Passage shown:

▬▬▬▬▬▬

OpenShift Monitoring Tools | Datadog

OpenShift monitoring tools

Author Maxim Brown

Published: 4月 15, 2020

Editor’s note: OpenShift uses the term “master” to describe its architecture and certain metric names. Datadog does not use this term. Within this blog post, we will refer to this term as “primary”, except for the sake of clarity in instances where we must reference a specific metric name.

In Part 1 of this series, we looked at the key observability data you should track in order to monitor the health and performance of your Red Hat OpenShift environment. Broadly speaking, these include cluster state data, resource usage metrics, and information about cluster activity such as control plane metrics and cluster events. In this post, we’ll cover how to access this information using tools and services that come with a standard OpenShift installation. In particular we will show how to:

First, it’s useful to look at the OpenShift monitoring stack and how it provides out-of-the-box access to all the important data you need to monitor your clusters.

OpenShift monitoring stack

As of version 3.11, OpenShift Container Platform installations provide a preconfigured monitoring system that is based on a Kubernetes monitoring stack that uses Prometheus. Note that this stack is separate from OpenShift Telemetry, which collects data about your cluster and forwards it to Red Hat. We will not be covering OpenShift Telemetry in this post.

▬▬▬▬▬▬

Stored records:
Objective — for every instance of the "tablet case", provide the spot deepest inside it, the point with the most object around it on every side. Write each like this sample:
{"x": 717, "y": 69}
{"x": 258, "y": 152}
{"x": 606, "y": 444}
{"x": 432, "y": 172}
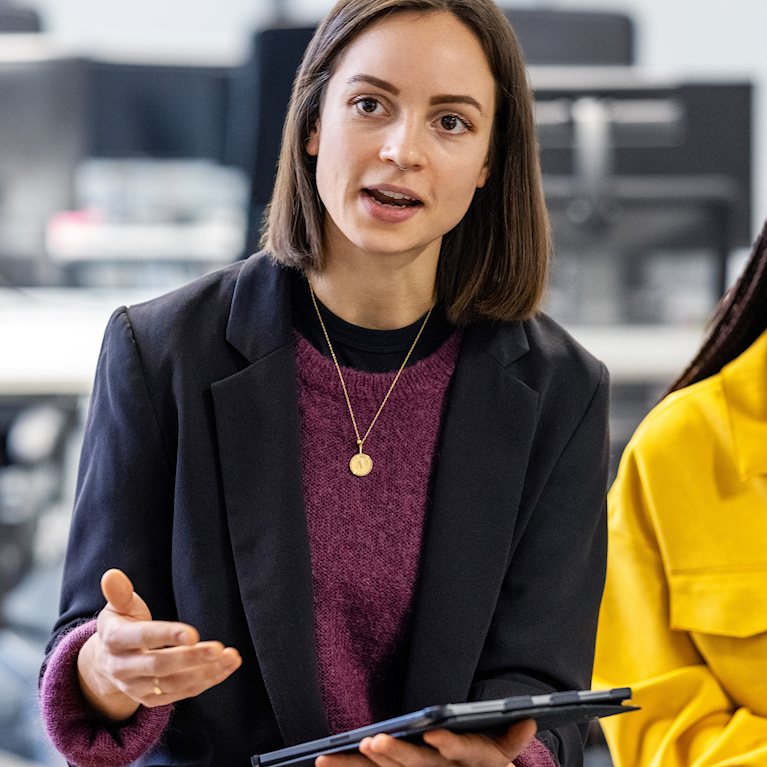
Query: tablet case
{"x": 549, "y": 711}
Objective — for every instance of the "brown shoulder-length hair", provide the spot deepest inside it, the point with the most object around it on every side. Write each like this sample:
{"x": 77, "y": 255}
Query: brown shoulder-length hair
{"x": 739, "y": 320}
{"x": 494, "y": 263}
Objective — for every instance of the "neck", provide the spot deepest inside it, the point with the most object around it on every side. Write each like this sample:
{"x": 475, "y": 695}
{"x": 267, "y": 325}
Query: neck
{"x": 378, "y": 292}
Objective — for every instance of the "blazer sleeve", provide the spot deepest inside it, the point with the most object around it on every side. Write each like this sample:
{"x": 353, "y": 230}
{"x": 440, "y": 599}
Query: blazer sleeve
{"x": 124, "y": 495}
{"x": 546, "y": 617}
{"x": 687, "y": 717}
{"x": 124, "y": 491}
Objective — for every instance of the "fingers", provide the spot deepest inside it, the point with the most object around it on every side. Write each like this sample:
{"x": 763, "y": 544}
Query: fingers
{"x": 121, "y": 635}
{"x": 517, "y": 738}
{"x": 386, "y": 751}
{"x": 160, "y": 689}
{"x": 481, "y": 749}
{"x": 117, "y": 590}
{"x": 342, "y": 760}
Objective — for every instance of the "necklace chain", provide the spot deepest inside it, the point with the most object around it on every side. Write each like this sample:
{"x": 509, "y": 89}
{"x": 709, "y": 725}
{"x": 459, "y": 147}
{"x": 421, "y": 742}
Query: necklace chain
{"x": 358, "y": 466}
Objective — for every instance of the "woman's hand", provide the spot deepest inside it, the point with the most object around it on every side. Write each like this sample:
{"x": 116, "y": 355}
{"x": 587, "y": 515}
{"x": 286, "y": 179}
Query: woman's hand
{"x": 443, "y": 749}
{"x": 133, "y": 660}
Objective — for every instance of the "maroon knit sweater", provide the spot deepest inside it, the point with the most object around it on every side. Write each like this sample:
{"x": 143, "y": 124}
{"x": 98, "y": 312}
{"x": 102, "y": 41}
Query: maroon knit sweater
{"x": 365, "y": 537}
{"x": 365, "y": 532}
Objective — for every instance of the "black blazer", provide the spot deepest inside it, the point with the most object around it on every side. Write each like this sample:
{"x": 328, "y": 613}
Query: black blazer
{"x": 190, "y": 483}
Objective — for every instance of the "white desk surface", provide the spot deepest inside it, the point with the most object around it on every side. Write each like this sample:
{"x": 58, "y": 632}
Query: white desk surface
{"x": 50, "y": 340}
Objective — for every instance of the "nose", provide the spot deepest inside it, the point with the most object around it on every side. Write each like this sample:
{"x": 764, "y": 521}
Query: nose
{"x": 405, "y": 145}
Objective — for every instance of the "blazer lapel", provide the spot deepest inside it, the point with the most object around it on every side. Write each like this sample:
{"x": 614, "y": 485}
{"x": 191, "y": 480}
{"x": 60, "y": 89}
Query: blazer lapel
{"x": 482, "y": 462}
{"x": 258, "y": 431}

▬▬▬▬▬▬

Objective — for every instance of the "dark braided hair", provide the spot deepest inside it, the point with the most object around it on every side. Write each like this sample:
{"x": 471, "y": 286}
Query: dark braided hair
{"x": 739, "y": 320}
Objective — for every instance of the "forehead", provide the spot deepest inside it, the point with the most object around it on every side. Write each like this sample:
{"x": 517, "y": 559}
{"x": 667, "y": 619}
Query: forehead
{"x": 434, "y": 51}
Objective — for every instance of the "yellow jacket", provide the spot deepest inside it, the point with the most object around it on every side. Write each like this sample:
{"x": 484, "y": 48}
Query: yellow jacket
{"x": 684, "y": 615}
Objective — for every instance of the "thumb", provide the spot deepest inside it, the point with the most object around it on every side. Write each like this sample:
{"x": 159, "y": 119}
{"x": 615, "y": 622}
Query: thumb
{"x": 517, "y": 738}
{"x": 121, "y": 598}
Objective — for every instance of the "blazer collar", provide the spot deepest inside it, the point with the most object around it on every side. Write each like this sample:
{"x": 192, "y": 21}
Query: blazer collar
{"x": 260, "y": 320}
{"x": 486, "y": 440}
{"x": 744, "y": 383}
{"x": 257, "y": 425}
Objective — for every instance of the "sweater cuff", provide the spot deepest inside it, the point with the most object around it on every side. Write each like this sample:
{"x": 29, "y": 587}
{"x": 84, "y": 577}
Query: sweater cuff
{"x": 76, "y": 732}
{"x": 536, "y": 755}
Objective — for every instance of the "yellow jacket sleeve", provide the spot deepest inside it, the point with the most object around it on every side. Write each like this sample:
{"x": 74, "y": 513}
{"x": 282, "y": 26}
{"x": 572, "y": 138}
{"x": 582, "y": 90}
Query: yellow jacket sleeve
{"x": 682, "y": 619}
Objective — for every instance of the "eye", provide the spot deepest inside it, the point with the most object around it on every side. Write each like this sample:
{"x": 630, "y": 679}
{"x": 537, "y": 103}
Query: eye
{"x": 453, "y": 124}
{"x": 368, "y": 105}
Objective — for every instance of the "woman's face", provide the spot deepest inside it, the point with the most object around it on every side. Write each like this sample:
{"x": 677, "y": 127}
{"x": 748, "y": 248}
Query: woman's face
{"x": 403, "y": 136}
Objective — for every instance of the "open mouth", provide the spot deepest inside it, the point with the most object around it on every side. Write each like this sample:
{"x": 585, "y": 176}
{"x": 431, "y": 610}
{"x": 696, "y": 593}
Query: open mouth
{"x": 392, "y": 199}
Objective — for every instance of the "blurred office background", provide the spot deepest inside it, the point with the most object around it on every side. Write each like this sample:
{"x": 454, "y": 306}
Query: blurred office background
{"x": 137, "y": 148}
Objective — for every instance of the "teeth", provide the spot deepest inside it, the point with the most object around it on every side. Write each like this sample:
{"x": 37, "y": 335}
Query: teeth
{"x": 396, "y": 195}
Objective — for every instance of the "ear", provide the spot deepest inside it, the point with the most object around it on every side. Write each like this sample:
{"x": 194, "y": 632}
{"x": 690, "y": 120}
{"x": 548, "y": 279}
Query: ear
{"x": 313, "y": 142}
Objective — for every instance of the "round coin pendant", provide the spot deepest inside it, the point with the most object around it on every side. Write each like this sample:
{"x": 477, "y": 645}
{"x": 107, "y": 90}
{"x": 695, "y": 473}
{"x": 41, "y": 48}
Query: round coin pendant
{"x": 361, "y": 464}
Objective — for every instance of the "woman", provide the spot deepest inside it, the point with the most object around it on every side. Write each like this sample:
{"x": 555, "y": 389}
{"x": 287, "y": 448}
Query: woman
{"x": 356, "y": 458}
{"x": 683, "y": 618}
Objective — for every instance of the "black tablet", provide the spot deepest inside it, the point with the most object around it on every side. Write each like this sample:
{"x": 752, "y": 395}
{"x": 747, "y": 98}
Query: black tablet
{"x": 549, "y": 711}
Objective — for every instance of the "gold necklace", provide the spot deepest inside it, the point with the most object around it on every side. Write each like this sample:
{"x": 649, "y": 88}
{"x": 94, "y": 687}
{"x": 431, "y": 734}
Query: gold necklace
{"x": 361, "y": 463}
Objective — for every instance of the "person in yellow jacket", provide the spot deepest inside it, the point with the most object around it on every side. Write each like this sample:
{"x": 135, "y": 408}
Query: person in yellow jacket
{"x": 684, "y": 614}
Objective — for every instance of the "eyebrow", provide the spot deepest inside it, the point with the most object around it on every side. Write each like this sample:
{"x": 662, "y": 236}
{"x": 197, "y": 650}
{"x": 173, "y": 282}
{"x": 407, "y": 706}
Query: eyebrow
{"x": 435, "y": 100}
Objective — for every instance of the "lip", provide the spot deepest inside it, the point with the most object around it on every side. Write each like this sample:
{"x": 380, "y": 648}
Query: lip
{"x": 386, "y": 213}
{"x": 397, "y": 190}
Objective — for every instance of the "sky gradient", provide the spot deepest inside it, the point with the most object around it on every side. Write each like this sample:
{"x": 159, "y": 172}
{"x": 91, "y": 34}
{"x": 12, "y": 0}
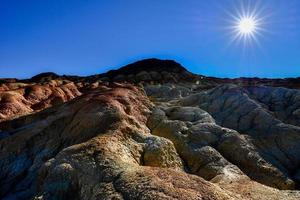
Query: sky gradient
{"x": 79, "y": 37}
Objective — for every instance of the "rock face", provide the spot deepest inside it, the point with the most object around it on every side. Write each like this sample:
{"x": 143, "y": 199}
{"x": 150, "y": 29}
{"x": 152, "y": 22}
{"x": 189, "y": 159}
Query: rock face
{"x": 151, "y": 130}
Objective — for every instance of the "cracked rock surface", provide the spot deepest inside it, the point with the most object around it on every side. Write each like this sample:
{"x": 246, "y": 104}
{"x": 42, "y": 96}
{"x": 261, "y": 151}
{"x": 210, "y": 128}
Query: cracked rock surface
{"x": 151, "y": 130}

▬▬▬▬▬▬

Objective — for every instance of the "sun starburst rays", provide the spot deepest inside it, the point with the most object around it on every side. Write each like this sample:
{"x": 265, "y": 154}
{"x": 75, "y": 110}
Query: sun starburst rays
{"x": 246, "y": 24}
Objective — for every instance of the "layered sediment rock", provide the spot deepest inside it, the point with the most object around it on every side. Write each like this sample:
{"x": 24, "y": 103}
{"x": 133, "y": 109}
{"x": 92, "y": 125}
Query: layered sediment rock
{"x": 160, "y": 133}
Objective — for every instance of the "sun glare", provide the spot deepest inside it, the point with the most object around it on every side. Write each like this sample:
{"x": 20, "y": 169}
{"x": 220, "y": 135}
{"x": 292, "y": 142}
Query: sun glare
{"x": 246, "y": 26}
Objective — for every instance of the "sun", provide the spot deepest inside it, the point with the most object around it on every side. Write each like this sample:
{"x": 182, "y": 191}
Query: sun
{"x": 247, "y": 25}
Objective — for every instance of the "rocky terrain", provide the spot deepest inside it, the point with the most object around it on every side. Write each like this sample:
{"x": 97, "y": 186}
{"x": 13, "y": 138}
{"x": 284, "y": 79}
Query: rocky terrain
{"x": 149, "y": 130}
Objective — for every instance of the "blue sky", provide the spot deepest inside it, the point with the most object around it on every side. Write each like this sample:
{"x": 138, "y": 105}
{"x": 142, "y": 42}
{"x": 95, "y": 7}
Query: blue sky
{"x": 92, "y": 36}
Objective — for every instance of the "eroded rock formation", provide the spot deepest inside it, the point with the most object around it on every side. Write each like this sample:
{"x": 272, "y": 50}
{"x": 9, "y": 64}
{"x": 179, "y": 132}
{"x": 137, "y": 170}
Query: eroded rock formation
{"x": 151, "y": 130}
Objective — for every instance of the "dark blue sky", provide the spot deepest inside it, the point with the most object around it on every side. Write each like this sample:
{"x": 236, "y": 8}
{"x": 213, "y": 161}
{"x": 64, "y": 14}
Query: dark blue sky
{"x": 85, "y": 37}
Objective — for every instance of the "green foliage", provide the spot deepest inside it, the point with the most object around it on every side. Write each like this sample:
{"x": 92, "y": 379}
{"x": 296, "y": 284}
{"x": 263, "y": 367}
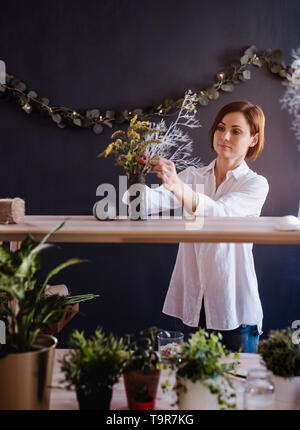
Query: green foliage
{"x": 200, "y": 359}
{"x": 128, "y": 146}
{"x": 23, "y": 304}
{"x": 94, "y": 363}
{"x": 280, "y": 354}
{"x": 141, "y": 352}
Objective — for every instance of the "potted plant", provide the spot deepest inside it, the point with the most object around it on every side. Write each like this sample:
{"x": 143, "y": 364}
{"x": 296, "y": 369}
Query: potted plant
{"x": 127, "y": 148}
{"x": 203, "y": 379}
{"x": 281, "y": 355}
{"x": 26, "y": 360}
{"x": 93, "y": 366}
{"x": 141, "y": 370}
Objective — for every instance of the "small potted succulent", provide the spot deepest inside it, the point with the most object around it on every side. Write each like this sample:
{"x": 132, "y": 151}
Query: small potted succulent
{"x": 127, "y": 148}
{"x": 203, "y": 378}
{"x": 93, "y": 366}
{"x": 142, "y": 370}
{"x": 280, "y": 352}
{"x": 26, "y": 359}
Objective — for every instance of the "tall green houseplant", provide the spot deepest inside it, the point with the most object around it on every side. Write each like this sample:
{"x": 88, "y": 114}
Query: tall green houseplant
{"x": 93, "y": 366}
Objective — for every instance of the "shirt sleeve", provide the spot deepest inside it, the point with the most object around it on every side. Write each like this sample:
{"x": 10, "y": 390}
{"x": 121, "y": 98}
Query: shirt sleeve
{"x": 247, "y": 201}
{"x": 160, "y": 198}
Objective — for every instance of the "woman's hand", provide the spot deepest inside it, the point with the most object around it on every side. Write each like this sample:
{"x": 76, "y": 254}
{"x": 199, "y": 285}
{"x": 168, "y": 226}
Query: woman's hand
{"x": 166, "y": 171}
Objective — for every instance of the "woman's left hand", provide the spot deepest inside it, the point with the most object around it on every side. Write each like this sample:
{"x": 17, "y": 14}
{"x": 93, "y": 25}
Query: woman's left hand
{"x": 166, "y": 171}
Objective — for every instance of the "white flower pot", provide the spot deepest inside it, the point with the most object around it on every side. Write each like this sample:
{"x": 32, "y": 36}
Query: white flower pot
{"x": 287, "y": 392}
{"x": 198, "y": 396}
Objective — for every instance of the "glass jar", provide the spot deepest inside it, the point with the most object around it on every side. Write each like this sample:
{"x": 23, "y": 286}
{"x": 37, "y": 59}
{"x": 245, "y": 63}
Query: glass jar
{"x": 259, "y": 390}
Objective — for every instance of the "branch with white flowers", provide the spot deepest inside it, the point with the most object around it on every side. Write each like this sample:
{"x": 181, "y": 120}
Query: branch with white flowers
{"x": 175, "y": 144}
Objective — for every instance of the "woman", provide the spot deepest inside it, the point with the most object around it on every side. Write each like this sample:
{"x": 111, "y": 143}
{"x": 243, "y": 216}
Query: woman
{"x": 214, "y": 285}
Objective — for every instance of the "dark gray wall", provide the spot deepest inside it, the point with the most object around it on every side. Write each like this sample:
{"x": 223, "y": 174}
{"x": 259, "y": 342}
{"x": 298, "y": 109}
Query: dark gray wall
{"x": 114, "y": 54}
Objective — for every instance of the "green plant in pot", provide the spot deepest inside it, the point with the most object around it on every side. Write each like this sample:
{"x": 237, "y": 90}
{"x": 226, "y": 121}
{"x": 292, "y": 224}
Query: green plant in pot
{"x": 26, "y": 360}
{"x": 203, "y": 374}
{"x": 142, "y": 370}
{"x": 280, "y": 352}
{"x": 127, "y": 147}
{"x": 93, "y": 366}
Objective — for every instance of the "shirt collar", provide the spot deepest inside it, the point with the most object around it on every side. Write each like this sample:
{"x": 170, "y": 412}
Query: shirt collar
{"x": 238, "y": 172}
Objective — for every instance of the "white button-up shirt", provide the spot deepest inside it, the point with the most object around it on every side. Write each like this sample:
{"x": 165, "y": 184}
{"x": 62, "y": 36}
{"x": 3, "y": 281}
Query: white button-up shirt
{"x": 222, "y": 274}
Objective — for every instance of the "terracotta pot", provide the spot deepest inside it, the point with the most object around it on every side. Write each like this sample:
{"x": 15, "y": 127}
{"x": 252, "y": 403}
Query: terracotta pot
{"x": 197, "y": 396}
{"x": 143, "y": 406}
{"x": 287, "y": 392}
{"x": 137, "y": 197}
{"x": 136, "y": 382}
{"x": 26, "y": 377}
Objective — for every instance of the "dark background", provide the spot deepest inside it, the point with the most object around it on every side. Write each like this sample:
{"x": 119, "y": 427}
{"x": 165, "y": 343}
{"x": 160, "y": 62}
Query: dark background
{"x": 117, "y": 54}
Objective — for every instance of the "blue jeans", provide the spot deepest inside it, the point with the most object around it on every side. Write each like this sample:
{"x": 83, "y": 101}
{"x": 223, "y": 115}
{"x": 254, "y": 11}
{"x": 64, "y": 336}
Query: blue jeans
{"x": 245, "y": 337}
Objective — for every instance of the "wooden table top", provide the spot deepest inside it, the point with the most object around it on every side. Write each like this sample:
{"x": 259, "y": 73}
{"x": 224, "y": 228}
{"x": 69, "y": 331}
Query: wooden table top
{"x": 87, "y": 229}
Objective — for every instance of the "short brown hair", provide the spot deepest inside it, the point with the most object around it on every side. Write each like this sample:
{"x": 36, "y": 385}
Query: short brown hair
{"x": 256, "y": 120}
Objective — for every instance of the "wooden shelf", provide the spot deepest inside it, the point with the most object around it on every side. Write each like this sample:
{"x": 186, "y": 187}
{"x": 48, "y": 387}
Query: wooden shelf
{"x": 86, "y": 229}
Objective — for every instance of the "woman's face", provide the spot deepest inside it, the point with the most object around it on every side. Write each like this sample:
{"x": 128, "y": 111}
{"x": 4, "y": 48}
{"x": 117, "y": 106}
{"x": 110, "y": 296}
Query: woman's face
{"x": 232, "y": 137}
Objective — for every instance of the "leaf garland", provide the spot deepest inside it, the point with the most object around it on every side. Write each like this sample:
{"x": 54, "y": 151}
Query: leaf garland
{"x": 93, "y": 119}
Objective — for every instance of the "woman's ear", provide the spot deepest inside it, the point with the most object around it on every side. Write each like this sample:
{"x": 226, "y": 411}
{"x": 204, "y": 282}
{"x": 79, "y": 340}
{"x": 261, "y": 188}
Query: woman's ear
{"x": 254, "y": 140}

▬▬▬▬▬▬

Directive 1:
In the OpenShift monitoring text above the rows, starting with which version do OpenShift Container Platform installations provide a preconfigured monitoring system?
Directive 2:
Resume the OpenShift monitoring text, the one above the rows, starting right after its final sentence.

Final answer 1:
Version 3.11

Final answer 2:
Versions of OpenShift prior to 3.11 used a monitoring system based on Heapster and Hawkular Metrics. As OpenShift no longer supports versions below 3.11, we will not be discussing that type of setup.

The OpenShift monitoring stack includes the Cluster Monitoring Operator, which actively manages and updates the rest of the stack. It also includes a number of components for exposing metrics from the various objects in your cluster (kube-state-metrics, node-exporter, Prometheus Adapter), collecting those metrics (Prometheus), alerting on them (Alertmanager), and visualizing them (Grafana).

The two components most relevant to the key metrics we discussed in Part 1 are kube-state-metrics and the Prometheus Adapter, as these access the two primary pipelines for cluster monitoring data available in Kubernetes: the Kubernetes API and the Metrics API. We will briefly cover these pipelines because methods for collecting data from each differ.

Where Kubernetes metrics come from

The Kubernetes API exposes information about the state of the cluster (object counts, resource requests and limits, quotas, etc.). The control plane uses this information to schedule workloads and maintain the desired configuration of cluster objects.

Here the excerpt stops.